MG: Auditores-Fiscais responsabilizam Vale por trabalho escravo


Banheiro sem condições de uso
Vítimas levavam o minério de ferro pela estrada particular da Vale que liga duas minas em Itabirito. Eles não tinham acesso a banheiro ou água potável e cumpriam jornada exaustiva. É a primeira vez que Vale é vinculada diretamente ao crime 
Auditores-Fiscais da Superintendência Regional do Trabalho e Emprego de Minas Gerais – SRTE/MG responsabilizaram a Vale por trabalho análogo ao escravo em ação que encontrou 309 pessoas laborando em situação degradante na Mina do Pico, em Itabirito. 
No local, motoristas eram submetidos a jornadas exaustivas e a condições degradantes e foram vítimas de fraude, promessas enganosas e ameaças. Eles também não podiam usar o banheiro e tinham que trazer de casa a água potável para consumo. A inspeção, que teve início no dia 2 de fevereiro, autuou a empresa por 32 infrações trabalhistas.

◆ **Dados fornecidos**:

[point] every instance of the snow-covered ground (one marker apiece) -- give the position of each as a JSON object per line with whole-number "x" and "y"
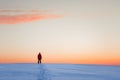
{"x": 58, "y": 72}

◆ **Requisitos do exercício**:
1 > Diga se cada afirmação concorda com o trecho sobre a Vale, respondendo sim ou não e citando as palavras do trecho que decidem: (a) A ação encontrou 309 pessoas trabalhando em situação degradante. (b) Os motoristas recebiam água potável da empresa no local. (c) A inspeção começou no dia 2 de março.
2 > Escreva a continuação da notícia sobre a Vale em Itabirito, começando logo depois da última frase do trecho.
Os dados são um material à parte, independente do trecho.

◆ **Respostas por tarefa**:
1 >
(a) Sim: "encontrou 309 pessoas laborando em situação degradante na Mina do Pico"
(b) Não: "tinham que trazer de casa a água potável para consumo"
(c) Não: "teve início no dia 2 de fevereiro"

2 >
As vítimas levavam o minério de ferro pela estrada particular da Vale que liga duas minas em Itabirito. Apesar da tentativa de atribuir a responsabilidade à empresa terceirizada para executar o serviço, a Ouro Verde, no primeiro dia de inspeção os Auditores-Fiscais interditaram o local e a Vale foi responsabilizada pela terceirização ilícita e por submeter as 309 pessoas ao trabalho análogo ao de escravo. 
Os Auditores-Fiscais já haviam notificado a Ouro Verde em outra inspeção, quando foram definidas adequações necessárias relacionadas à legislação de saúde e segurança. Apesar disso, a empresa não providenciou as adequações. 
“A Vale sabia de tudo e deixou correr solto. Temos um relatório em que eles detectam e registram mais de 30 inconformidades nessa terceirizada”, diz o Auditor-Fiscal do Trabalho Marcelo Campos, coordenador do Projeto de Combate ao Trabalho Análogo ao de Escravo em Minas Gerais e responsável pela ação. 
O Ministério Público do Trabalho abriu inquérito para investigar a caracterização de trabalho escravo. Em 2013, uma sentença judicial já proibia a Vale de terceirizar os motoristas internos, por ser o transporte, nesta situação, uma atividade que não pode ser terceirizada.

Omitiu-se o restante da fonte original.